**DOCUMENT EXCERPT:**
+===+
Charles Timmins (29 May 1922 – 13 April 2010) was an English professional footballer who played as a full back. He spent eleven years with Coventry City where he was Club Captain making 165 first-team appearances, including 161 in the Football League, and scoring five goals.

Timmins was born in Birmingham. Before the Second World War, he had been registered with Birmingham City, but his early football career was interrupted by wartime service.

Timmins served in the British Army throughout the Second World War as a vehicular driver with the 4th Field Squadron, Royal Engineers.

Stationed in France, Holland and Germany, he transported sappers, equipment and supplies in support of battlefield engineering operations, including bridge construction, mine clearance and maintaining vital routes for advancing Allied forces, before returning to civilian life in 1946.

After the war, Timmins returned to work in Birmingham’s motor industry. He worked at Morris and played local non-League football for Jack Moulds Athletic. By the late 1940s he believed his chance of becoming a professional footballer had passed. In 1948, Coventry City manager Harry Storer arrived unexpectedly at the Timmins family home and persuaded him to sign for Coventry City.

Timmins initially appeared for Coventry’s reserve side before making his Football League debut away to Luton Town on 24 August 1949. Coventry lost 2–0, but Storer was impressed with his performance and Timmins went on to make 23 appearances during the 1949–50 season. He played at both right back and left back and helped Coventry finish the campaign strongly, with an eight-match unbeaten run.

The 1950–51 season became one of Timmins’ most significant campaigns. He made 33 league appearances as Coventry competed near the top of the Second Division before finishing seventh. Coventry’s strong form included a 6–1 win over Blackburn Rovers, which took the club to the top of Division Two. Timmins later recalled the match in detail when speaking to Coventry City historian Jim Brown.

During his Coventry career, Timmins was the club captain and played under six managers: Harry Storer, Jack Fairbrother, Jesse Carver, George Raynor, Harry Warren and Billy Frith.

During the mid-1950s, Timmins established a reputation as one of the leading full-backs playing outside the First Division. His performances brought speculation that he might receive international recognition, particularly following the emergence of Coventry City goalkeeper Reg Matthews as an England player.

Timmins also attracted interest from clubs at a higher level, with Newcastle United and Celtic among those reported to have considered signing him.

Timmins became known for his consistency, positional reliability and strong tackling. Rover News later described him as a former Coventry City player known for his “fearsome tackling”, while Coventry sources remembered him as a stalwart full back of the 1950s.

One of Timmins’ clearest later recollections concerned a friendly against Preston North End at Highfield Road in January 1956, when he faced Tom Finney. Timmins remembered Finney’s pace, movement and ability on either foot, later joking that he was so tired by half-time that manager George Raynor switched the full backs to give him a rest.

Timmins remained a senior figure for Coventry City during the club’s post-war years, providing experience, consistency as well as leadership at full back. His time at Highfield Road had covered a significant period in the club’s development, during which he became a respected senior player and one of Coventry’s most reliable performers.
+===+
[Referring expression pointing data]
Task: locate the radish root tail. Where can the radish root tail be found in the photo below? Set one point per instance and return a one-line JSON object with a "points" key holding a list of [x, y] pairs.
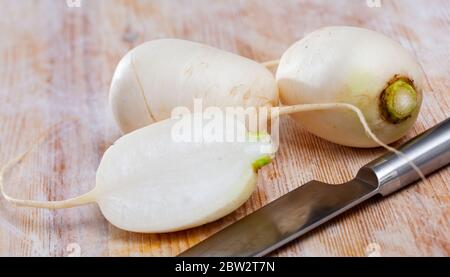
{"points": [[362, 119], [76, 201], [271, 65]]}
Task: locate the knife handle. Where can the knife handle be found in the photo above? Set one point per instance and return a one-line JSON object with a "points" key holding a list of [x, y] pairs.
{"points": [[429, 151]]}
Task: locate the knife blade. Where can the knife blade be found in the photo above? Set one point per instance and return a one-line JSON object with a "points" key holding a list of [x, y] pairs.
{"points": [[315, 203]]}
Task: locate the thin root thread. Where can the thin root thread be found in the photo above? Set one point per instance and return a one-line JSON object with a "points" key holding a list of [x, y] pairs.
{"points": [[362, 119], [76, 201]]}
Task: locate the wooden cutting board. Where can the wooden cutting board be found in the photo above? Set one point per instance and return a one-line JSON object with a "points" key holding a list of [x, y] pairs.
{"points": [[57, 62]]}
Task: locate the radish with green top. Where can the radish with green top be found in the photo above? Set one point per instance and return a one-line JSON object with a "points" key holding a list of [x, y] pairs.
{"points": [[147, 182]]}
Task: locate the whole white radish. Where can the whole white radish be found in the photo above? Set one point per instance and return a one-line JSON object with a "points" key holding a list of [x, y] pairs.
{"points": [[159, 75], [149, 182], [358, 67]]}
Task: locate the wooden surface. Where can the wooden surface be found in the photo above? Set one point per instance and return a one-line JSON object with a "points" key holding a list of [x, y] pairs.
{"points": [[57, 62]]}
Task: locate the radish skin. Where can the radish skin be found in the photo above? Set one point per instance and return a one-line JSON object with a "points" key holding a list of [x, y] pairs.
{"points": [[354, 66], [348, 85]]}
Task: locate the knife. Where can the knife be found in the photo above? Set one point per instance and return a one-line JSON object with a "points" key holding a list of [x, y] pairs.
{"points": [[315, 203]]}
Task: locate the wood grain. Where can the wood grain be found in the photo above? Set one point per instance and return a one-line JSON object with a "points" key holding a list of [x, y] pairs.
{"points": [[57, 62]]}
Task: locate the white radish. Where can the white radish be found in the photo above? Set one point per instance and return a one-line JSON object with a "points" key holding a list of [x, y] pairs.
{"points": [[147, 182], [337, 77], [332, 66], [358, 67], [155, 77]]}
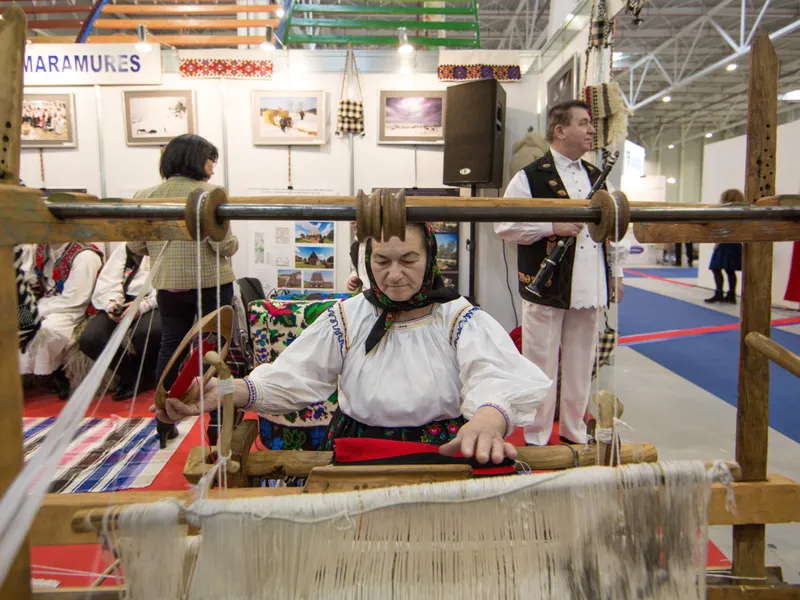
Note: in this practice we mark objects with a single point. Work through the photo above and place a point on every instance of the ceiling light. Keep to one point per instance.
(793, 96)
(269, 39)
(405, 47)
(141, 34)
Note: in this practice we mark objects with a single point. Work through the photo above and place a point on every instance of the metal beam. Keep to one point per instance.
(710, 68)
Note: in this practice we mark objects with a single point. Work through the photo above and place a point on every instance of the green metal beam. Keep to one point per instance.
(381, 40)
(375, 24)
(381, 10)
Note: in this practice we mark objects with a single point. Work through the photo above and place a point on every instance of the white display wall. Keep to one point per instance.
(223, 109)
(723, 168)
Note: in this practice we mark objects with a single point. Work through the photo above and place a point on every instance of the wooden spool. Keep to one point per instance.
(207, 325)
(394, 215)
(607, 227)
(208, 201)
(368, 215)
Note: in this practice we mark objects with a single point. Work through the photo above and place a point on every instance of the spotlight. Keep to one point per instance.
(405, 47)
(142, 45)
(269, 40)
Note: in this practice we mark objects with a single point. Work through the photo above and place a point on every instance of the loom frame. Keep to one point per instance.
(27, 219)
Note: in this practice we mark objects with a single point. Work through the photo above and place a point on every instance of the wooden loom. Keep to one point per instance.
(760, 499)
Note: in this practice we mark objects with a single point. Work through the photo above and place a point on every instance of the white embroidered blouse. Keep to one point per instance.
(448, 363)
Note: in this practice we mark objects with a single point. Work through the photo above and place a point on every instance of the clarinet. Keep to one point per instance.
(556, 255)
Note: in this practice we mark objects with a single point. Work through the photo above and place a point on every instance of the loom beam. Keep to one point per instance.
(26, 218)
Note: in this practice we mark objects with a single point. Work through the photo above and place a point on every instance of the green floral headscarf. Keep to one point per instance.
(433, 290)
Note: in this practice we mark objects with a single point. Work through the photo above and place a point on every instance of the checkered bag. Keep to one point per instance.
(350, 116)
(606, 342)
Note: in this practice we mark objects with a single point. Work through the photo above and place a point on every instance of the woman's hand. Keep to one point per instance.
(482, 437)
(174, 409)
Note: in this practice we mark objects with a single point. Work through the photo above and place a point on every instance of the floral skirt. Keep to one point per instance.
(436, 433)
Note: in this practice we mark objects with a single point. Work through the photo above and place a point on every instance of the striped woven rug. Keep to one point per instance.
(106, 454)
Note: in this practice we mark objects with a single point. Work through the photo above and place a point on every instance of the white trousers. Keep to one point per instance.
(544, 330)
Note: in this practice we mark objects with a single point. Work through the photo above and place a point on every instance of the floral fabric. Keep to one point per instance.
(275, 324)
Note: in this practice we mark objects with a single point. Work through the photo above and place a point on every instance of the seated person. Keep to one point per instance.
(63, 277)
(119, 283)
(417, 363)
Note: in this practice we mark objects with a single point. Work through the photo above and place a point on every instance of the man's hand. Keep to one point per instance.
(482, 437)
(567, 229)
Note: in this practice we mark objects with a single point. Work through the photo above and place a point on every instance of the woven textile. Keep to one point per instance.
(230, 68)
(479, 71)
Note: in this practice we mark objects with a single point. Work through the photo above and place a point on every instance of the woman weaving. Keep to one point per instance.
(417, 363)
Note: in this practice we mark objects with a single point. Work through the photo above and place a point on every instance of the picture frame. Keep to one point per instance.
(563, 85)
(155, 117)
(48, 121)
(289, 117)
(412, 117)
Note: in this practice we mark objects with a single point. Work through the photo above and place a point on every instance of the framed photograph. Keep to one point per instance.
(451, 278)
(563, 85)
(288, 118)
(48, 121)
(447, 244)
(314, 232)
(153, 118)
(412, 117)
(314, 257)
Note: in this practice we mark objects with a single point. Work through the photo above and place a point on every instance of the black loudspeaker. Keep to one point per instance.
(474, 134)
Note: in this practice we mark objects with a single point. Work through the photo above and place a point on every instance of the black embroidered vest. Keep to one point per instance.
(544, 182)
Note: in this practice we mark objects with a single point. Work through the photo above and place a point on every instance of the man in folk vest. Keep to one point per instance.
(62, 278)
(565, 316)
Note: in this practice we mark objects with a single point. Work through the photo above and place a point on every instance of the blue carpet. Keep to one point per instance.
+===+
**LIST OF TASKS:**
(1) In the biography of Charles Timmins, which team did Coventry City face in his Football League debut?
(2) Continue the biography of Charles Timmins from the end of its final sentence.

**RESULTS OF THE TASKS:**
(1) Luton Town, away, on 24 August 1949.

(2)
In total, Timmins made 165 first-team appearances for Coventry City between 1949 and 1958. These included 63 appearances in the Second Division, 98 in the Third Division South and four in the FA Cup. He played 14,850 first-team minutes for the club and scored five goals.

All five of Timmins’ Coventry goals came during the 1950s. His recorded goals included penalties against Millwall, Norwich City, Swindon Town and Exeter City. He also missed one penalty, against Southend United in October 1957. His only goal from open play was scored on 24 December 1955 in Coventry’s 5–3 win over Norwich City at Highfield Road. His final Coventry appearance came in a 0–0 draw against Brentford on 8 February 1958.

Timmins travelled daily from Birmingham to Coventry for training, often using the Midland Red 159 bus with other Birmingham-based Coventry players, including George Mason, Martin McDonnell, Gordon Nutt and Don Dorman. He later recalled that few players could afford cars at the time and that the group enjoyed the daily journey together.

In 1959, aged 36, Timmins left Coventry City and joined Lockheed Leamington, where he played under former Coventry colleague Les Latham. He later coached Evesham United before retiring from football.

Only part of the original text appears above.